Provided text:
□ □ □ □ □ □ □

Emirates in Afghani cargo flights
Emirates Airline has begun dedicated cargo services to Bagram Air Base in Afghanistan, the airfield run by the US Army, the Dubai carrier said yesterday.
The service signals the entry of Emirates, the Middle East's largest freighter airline, into the lucrative air cargo market for the US military and reconstruction effort - one of the largest sources of demand for the region.
In September, the airline began a weekly flight into Bagram using a Boeing 747-400 freighter on behalf of Coyne Airways, a major sub-contractor to the US military.
"Emirates and Coyne Airways have entered into a capacity purchase agreement, and this flight into Bagram is operated on behalf of Coyne," according to a statement released by Coyne.
"It is important to note that Coyne controls the capacity of the flight on the Dubai-to-Bagram sector."
An Emirates spokesman said it was not using its own aircraft for the services.
"We charter aircraft to a customer that carries cargo to Bagram," the spokesman said. "Our customer is not the US military."

□ □ □ □ □ □ □

Instructions for the task: Replace "Boeing 747-400" with "Boeing 777" in the part of the Emirates cargo article that opens with the words containing "The service signals" and closes with "for the services.", and give that part in full.

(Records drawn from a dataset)
□ □ □ □ □ □ □

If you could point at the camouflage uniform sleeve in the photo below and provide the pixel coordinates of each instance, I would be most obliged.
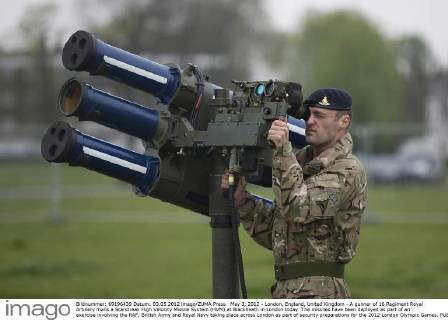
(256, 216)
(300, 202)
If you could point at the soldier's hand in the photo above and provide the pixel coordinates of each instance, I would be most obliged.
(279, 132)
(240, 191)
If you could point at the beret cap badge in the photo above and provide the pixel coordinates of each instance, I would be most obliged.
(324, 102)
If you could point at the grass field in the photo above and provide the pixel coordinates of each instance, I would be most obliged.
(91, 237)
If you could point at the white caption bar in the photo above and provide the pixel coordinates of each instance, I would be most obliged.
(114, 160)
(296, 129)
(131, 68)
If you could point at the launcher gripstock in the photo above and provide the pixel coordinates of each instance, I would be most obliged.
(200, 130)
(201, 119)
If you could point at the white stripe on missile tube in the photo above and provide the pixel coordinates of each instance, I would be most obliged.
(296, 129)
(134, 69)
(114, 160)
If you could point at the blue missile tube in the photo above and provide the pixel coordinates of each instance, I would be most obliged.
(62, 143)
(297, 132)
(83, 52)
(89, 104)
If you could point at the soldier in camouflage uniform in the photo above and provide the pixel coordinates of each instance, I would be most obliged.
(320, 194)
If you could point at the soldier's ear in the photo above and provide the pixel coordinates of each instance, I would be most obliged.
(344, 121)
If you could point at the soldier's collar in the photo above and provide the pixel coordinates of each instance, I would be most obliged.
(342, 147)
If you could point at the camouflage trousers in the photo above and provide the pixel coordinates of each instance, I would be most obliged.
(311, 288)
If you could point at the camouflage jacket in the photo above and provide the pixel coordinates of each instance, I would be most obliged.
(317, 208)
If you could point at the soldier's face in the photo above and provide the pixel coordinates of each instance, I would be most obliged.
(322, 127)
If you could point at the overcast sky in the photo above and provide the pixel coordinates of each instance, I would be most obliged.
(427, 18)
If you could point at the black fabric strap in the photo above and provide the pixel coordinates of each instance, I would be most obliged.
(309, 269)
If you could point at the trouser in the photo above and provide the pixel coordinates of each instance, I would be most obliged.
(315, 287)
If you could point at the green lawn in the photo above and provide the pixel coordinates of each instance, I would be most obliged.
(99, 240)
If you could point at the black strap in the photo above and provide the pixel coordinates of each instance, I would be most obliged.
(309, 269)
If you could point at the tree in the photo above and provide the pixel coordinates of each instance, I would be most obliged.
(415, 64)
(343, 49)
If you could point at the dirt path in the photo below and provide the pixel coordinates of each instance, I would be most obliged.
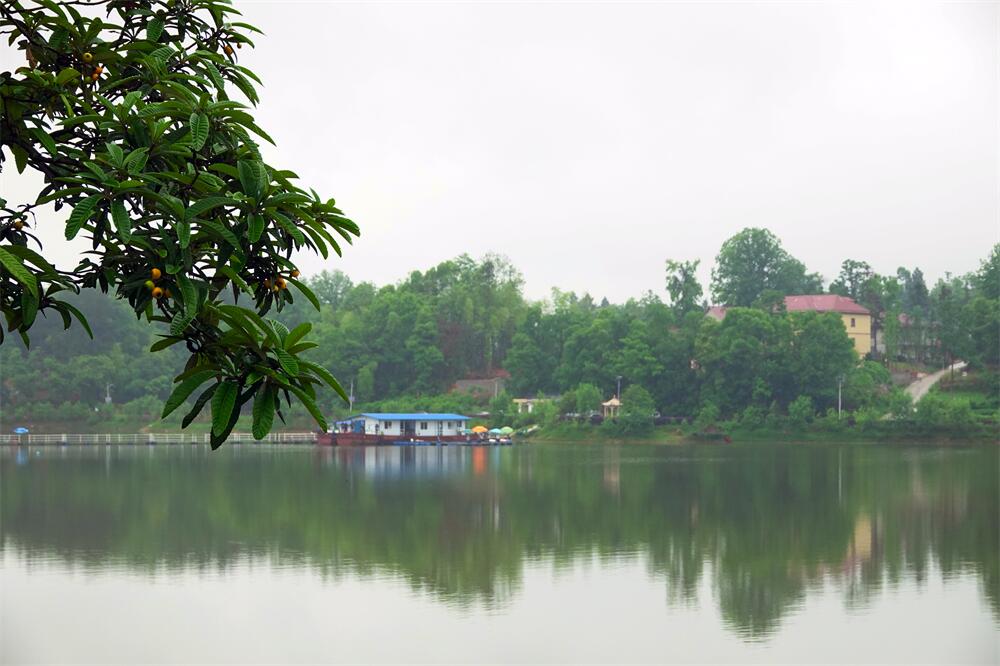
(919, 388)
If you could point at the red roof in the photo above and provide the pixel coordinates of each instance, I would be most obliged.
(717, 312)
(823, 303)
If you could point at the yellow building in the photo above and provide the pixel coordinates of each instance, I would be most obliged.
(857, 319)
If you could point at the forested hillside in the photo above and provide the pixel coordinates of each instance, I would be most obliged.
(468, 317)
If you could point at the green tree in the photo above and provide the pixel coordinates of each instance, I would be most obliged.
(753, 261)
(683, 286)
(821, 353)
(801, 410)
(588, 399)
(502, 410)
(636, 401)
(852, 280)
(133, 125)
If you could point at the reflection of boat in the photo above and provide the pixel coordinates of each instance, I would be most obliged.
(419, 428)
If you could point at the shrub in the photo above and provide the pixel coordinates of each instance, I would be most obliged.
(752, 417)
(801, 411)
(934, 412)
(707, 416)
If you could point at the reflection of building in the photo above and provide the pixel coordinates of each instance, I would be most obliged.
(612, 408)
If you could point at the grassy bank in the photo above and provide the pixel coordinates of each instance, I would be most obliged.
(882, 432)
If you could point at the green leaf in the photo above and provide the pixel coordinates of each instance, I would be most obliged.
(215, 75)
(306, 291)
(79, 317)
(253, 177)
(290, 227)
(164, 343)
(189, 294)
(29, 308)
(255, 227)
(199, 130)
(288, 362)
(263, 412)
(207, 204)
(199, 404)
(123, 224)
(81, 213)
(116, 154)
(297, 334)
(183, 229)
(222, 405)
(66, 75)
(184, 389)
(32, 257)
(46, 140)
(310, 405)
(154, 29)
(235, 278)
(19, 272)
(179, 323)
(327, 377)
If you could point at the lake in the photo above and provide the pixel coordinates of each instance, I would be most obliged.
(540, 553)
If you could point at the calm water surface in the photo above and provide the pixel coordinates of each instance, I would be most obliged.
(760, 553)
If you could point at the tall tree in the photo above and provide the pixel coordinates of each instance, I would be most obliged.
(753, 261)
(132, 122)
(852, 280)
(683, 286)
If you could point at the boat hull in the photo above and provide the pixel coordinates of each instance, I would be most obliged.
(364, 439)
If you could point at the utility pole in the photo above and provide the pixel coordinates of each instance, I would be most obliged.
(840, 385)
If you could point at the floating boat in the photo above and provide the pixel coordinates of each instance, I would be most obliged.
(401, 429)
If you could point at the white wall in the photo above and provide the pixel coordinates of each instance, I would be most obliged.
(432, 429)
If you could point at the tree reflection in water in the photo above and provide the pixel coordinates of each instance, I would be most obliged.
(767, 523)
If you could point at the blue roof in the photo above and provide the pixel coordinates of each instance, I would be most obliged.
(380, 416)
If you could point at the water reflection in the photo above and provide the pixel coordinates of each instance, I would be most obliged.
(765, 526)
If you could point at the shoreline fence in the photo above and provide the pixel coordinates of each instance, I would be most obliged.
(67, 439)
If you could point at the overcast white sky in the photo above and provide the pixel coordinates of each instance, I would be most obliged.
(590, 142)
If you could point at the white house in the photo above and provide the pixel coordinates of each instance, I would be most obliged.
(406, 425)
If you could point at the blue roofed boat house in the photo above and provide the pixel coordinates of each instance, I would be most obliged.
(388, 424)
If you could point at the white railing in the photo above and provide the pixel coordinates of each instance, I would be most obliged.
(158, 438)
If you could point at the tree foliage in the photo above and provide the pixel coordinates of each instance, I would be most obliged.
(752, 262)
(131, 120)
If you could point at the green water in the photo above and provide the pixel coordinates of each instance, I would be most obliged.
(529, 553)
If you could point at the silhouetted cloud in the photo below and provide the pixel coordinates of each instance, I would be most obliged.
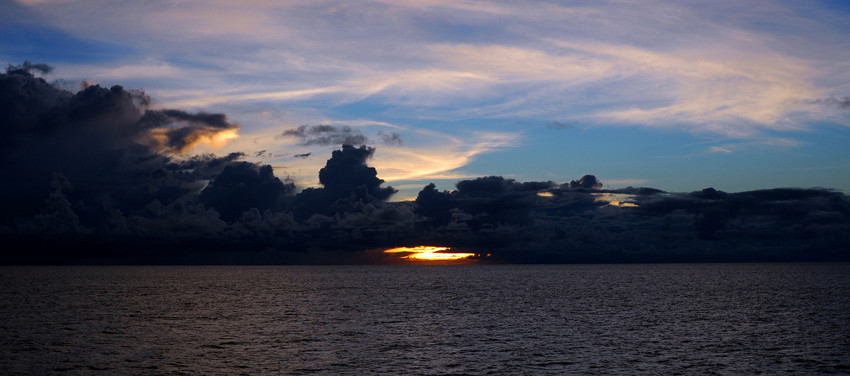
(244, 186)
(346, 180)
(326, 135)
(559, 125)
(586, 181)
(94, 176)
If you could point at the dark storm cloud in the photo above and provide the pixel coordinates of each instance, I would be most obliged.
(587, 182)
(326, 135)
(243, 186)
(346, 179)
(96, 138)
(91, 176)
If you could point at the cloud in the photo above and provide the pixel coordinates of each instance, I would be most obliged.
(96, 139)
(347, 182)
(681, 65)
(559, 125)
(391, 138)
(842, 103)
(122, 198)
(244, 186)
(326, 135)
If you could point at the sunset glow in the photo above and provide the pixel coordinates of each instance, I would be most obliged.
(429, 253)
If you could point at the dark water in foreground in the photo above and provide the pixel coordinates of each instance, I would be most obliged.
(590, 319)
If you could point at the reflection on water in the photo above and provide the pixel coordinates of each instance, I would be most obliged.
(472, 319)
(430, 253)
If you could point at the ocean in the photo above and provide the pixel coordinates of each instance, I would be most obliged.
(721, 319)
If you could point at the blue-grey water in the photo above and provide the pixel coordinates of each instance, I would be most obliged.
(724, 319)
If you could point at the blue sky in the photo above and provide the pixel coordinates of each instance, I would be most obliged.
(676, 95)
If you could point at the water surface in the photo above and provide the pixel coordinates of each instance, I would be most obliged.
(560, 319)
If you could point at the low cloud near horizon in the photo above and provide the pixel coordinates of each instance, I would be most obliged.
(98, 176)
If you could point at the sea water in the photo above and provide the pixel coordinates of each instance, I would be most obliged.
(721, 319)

□ □ □ □ □ □ □

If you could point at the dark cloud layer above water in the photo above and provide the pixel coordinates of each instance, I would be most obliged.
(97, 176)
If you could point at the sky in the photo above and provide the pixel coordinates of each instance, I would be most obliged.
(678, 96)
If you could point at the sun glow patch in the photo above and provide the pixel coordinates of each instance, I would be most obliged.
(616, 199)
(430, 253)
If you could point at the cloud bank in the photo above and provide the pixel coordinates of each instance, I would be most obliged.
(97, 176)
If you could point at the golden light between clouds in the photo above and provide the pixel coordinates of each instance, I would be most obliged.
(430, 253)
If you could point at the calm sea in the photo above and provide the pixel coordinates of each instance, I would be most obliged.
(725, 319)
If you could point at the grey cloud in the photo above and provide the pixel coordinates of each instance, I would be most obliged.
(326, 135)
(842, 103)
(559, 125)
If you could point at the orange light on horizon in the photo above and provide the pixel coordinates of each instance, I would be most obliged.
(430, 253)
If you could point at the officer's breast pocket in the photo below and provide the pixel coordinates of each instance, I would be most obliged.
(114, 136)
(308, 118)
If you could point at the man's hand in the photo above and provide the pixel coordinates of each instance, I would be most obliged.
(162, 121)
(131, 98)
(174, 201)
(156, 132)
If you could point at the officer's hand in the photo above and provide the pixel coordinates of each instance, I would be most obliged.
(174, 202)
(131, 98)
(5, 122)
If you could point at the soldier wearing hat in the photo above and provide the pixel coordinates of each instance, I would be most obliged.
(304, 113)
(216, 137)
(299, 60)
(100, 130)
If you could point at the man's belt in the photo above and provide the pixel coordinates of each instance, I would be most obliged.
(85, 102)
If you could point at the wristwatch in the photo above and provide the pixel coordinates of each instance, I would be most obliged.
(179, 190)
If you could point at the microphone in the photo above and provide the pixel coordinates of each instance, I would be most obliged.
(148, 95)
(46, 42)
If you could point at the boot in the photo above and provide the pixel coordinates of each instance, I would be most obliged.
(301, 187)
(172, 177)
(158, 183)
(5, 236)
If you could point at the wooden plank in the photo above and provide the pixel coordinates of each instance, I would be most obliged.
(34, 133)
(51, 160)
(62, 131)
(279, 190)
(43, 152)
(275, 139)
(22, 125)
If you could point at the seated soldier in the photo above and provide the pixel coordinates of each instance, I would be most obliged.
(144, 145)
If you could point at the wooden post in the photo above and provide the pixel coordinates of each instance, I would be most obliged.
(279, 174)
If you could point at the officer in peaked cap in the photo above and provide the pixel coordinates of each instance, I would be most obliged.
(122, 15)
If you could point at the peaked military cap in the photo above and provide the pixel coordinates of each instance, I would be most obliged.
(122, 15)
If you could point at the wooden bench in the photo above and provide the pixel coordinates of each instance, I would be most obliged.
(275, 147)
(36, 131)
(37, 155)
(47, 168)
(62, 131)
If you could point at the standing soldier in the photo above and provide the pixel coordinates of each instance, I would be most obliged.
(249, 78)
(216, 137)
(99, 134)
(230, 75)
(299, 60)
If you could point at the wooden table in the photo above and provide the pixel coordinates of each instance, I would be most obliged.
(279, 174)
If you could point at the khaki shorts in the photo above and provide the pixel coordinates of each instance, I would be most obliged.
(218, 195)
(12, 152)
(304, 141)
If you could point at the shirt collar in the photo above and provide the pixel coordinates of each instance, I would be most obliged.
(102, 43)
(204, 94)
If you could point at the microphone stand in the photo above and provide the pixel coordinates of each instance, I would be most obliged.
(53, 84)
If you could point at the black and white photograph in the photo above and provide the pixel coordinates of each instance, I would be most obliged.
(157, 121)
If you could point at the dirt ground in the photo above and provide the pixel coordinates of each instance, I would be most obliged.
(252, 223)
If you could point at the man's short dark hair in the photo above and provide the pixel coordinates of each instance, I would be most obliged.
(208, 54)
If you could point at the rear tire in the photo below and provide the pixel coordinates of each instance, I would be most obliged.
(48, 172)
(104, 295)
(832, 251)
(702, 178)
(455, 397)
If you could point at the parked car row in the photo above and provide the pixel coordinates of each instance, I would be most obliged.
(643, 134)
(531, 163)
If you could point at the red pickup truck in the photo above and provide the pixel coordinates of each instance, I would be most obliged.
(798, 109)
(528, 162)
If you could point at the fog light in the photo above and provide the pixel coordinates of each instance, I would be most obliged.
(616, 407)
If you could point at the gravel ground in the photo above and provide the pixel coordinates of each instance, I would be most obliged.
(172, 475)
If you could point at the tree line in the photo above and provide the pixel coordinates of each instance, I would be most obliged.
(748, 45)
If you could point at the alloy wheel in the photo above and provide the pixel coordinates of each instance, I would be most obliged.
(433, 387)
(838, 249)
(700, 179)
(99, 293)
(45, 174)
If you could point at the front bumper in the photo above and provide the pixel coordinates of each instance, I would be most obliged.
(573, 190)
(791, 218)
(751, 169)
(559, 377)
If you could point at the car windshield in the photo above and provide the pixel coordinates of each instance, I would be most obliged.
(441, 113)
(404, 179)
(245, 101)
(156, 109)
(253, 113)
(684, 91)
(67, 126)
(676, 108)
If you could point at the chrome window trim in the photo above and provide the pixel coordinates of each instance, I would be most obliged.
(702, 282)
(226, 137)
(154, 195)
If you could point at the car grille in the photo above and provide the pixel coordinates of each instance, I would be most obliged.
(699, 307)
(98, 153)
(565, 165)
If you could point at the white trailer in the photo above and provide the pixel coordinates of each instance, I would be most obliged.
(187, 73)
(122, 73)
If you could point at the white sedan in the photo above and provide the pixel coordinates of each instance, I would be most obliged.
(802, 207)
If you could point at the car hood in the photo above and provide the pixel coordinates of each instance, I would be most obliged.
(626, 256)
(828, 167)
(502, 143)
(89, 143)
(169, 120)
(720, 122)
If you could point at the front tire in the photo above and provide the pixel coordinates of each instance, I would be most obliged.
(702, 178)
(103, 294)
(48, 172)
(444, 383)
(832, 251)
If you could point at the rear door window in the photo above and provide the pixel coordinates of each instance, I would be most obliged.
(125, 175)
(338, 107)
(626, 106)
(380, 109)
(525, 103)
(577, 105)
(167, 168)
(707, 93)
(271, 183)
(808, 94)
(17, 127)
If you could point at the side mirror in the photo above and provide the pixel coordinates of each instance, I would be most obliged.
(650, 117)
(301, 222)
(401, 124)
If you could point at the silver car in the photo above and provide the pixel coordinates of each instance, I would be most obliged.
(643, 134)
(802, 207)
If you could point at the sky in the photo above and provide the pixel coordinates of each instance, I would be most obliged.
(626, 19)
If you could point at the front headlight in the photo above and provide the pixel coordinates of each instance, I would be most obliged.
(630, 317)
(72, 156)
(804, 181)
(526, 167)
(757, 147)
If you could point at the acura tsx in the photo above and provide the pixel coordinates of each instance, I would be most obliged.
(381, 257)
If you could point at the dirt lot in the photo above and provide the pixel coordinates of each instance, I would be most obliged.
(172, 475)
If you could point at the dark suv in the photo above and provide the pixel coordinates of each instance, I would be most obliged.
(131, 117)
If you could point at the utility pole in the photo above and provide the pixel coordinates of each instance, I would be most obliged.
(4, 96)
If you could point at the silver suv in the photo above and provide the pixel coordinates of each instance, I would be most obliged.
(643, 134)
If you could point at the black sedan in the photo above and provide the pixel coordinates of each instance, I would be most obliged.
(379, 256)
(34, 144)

□ □ □ □ □ □ □

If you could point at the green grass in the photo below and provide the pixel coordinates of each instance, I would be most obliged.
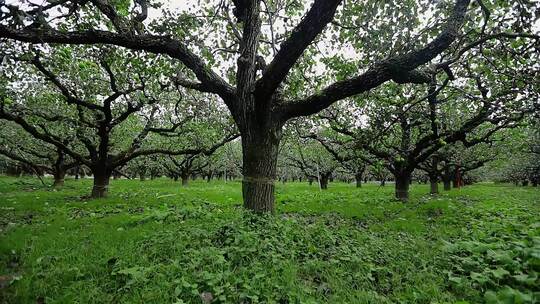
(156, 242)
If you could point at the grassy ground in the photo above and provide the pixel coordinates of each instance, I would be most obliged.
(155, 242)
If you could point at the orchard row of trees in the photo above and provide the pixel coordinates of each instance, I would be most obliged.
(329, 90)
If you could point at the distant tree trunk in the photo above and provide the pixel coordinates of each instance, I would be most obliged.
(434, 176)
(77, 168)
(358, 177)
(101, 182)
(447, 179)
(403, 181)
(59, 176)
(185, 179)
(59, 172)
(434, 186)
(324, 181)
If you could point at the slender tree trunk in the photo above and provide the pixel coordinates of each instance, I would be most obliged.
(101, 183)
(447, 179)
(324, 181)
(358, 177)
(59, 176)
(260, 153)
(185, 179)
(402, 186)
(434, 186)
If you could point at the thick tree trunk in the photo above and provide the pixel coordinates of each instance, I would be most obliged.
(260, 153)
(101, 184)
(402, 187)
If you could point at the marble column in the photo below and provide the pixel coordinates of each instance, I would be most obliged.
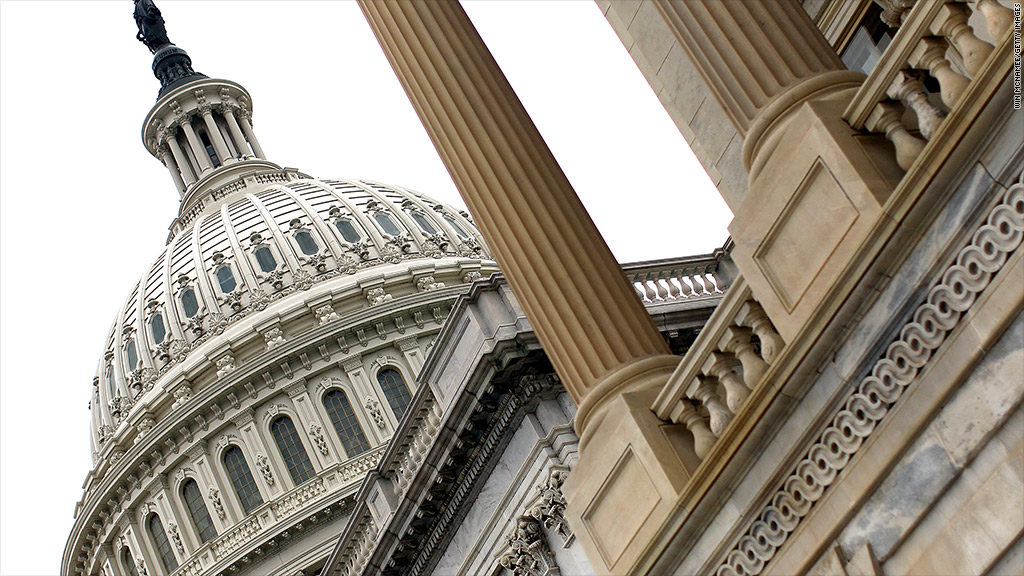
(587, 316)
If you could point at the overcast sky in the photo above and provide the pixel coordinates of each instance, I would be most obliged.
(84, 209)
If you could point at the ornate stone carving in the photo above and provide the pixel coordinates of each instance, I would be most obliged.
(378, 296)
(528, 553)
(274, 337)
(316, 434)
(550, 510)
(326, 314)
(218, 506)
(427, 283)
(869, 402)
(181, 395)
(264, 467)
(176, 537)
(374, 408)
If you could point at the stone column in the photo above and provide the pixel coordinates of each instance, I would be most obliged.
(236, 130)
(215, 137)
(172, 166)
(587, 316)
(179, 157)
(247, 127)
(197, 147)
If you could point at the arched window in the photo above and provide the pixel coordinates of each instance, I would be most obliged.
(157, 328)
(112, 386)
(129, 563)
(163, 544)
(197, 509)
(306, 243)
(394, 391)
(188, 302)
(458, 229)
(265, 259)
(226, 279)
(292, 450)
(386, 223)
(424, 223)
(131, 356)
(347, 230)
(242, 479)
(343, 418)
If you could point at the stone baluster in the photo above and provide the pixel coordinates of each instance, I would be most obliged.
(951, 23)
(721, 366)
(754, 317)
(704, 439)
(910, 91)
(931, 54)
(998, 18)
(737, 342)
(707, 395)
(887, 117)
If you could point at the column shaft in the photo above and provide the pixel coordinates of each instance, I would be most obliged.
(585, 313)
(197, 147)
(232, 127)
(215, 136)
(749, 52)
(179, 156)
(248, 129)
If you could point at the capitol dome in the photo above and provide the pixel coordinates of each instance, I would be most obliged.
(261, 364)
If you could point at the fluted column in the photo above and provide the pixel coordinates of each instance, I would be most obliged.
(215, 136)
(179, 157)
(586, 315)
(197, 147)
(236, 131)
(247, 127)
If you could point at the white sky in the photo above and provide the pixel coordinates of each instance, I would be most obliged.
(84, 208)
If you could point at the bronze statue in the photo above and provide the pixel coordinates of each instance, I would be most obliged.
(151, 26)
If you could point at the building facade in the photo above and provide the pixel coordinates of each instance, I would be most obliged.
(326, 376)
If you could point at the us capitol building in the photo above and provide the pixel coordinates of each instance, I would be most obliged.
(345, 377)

□ □ □ □ □ □ □

Response below:
The service signals the entry of Emirates, the Middle East's largest freighter airline, into the lucrative air cargo market for the US military and reconstruction effort - one of the largest sources of demand for the region.
In September, the airline began a weekly flight into Bagram using a Boeing 777 freighter on behalf of Coyne Airways, a major sub-contractor to the US military.
"Emirates and Coyne Airways have entered into a capacity purchase agreement, and this flight into Bagram is operated on behalf of Coyne," according to a statement released by Coyne.
"It is important to note that Coyne controls the capacity of the flight on the Dubai-to-Bagram sector."
An Emirates spokesman said it was not using its own aircraft for the services.